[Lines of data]
-.-.-

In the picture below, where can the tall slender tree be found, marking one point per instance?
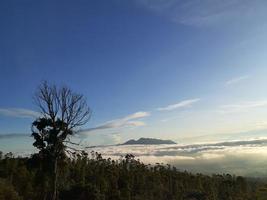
(62, 112)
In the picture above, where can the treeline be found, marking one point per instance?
(94, 178)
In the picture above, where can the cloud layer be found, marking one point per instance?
(248, 158)
(132, 120)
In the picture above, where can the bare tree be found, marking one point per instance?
(62, 113)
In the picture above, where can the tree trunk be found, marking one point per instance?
(54, 197)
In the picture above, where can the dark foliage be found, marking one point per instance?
(95, 178)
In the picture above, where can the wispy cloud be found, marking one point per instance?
(182, 104)
(19, 113)
(242, 107)
(132, 120)
(13, 135)
(204, 12)
(236, 80)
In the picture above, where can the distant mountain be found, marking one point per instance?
(147, 141)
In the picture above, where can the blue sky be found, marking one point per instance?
(167, 69)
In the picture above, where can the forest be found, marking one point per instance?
(59, 171)
(94, 178)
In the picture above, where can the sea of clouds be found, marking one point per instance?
(247, 158)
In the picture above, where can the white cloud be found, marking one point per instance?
(19, 112)
(242, 107)
(246, 157)
(182, 104)
(205, 12)
(128, 121)
(236, 80)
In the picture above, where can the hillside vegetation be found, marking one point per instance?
(94, 178)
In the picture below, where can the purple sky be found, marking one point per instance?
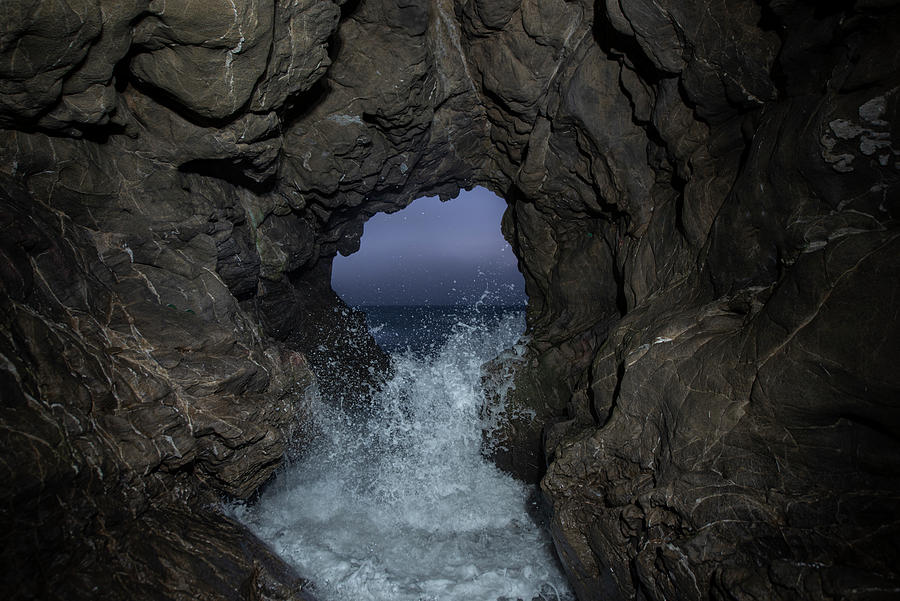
(433, 253)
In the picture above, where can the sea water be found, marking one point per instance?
(400, 504)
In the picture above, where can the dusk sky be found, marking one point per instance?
(433, 253)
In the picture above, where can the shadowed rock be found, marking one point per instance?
(703, 200)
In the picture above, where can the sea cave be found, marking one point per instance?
(700, 399)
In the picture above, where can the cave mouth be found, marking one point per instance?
(401, 502)
(429, 266)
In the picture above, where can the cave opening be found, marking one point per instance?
(422, 269)
(400, 500)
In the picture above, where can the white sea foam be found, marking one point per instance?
(403, 506)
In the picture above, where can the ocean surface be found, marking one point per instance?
(401, 505)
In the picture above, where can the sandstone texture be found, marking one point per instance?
(703, 197)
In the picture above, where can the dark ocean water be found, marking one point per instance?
(424, 330)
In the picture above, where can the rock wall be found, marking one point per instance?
(702, 197)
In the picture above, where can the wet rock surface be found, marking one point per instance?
(703, 198)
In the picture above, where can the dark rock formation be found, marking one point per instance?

-.-.-

## Exercise
Quote every record above exactly, leaving out any pictures.

## Task answer
In the picture below, where can the tall slender tree be found, marking one point per instance?
(62, 112)
In the picture above, where can the treeline be found, marking one point per instance?
(94, 178)
In the picture above, where can the cloud layer be found, marking one point per instance?
(248, 158)
(132, 120)
In the picture above, where can the bare tree be found, marking one point per instance?
(62, 113)
In the picture above, where can the tree trunk be found, marking one point per instance?
(54, 197)
In the picture above, where can the dark foliage be found, marking one point per instance?
(95, 178)
In the picture above, where can the wispy cloud be found, marking one point per instance?
(182, 104)
(19, 113)
(242, 107)
(132, 120)
(13, 135)
(204, 12)
(236, 80)
In the picture above, where can the distant mountain be found, marking one point per instance?
(147, 141)
In the picture above, where can the blue sky be found, marking one point per instance?
(167, 69)
In the picture above, where can the forest be found, marking one point per instance?
(59, 171)
(94, 178)
In the picture above, where can the sea of clouds be found, marking one point per instance?
(247, 158)
In the picture above, where can the white cloud be found, marking one point per instance?
(19, 112)
(242, 107)
(246, 157)
(182, 104)
(205, 12)
(128, 121)
(236, 80)
In the picture above, where can the hillside vegetation be found, marking one point per instance?
(94, 178)
In the picture below, where can the purple sky be found, marking one point per instance?
(433, 253)
In the picture above, where can the sea water be found, marking one point per instance?
(400, 504)
In the picture above, where can the dusk sky be found, marking one point per instance?
(433, 253)
In the picture above, where can the shadowed rock be found, marking one point per instance?
(703, 200)
In the picture above, where can the sea cave be found, marking one point per instance?
(700, 399)
In the picture above, where can the cave mouth be found, marking one point per instance?
(401, 502)
(429, 266)
In the picture above, where can the cave opening be found, marking one point per instance?
(422, 269)
(400, 500)
In the picture above, where can the white sea foam be found, marking one point per instance?
(403, 506)
In the picture above, where can the ocean surface be found, marking one point per instance?
(401, 505)
In the picture above, where can the sandstone texture be found, marking one point per instance?
(703, 197)
In the picture above, where can the dark ocean water be found, marking one point per instance?
(424, 330)
In the picture above, where can the rock wall be found, marking one point per instance?
(702, 197)
In the picture above, where can the wet rock surface be found, marking one point per instance?
(703, 198)
In the picture above, where can the dark rock formation be found, marking one point per instance?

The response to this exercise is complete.